### Requirements
Keep only the lines of the items below that contain the word "evidence", and copy them out. Case counts.

### Data
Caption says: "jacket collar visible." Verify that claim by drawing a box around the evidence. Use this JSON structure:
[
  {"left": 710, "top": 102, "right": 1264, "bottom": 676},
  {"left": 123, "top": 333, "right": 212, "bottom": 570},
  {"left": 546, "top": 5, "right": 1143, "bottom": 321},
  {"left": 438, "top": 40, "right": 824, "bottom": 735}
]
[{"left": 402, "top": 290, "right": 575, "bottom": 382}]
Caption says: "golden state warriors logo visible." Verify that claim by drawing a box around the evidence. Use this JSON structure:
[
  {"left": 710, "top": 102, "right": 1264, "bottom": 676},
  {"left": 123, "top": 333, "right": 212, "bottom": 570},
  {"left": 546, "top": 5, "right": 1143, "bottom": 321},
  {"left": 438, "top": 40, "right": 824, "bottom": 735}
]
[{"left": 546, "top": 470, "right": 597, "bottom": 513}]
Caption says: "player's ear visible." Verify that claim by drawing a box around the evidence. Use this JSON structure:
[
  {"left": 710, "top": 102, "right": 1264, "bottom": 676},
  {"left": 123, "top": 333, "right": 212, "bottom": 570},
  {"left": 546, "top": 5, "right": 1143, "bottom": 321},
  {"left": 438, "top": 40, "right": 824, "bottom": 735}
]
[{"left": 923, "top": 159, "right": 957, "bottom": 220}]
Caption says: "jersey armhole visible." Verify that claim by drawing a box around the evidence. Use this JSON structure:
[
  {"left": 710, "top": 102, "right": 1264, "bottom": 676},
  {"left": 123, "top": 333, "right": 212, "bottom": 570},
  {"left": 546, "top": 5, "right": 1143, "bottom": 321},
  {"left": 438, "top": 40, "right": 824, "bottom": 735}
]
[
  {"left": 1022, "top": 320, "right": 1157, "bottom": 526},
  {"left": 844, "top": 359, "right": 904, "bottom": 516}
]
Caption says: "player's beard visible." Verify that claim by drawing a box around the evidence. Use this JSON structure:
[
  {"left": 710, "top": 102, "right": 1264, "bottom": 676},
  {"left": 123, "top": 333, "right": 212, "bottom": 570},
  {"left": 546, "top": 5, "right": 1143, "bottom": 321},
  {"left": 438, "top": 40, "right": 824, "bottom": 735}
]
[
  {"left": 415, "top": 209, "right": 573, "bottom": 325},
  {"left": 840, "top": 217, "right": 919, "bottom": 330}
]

### Correct response
Caption says: "jacket collar visible." Verify that claim by drawing a box around the evidence. Use this JSON structure:
Caption says: "golden state warriors logo visible." Verify that claim by drawing a box around the evidence. Use this JSON structure:
Caption says: "player's ear visible." Verify that claim by drawing a box around the evidence. Use this JSON structure:
Caption says: "jersey armhole visible." Verify that claim by drawing a box around the evidence. Use this JSON structure:
Caption says: "player's beard visible." Verify that claim by drawing a box around the evidence. Use this JSON structure:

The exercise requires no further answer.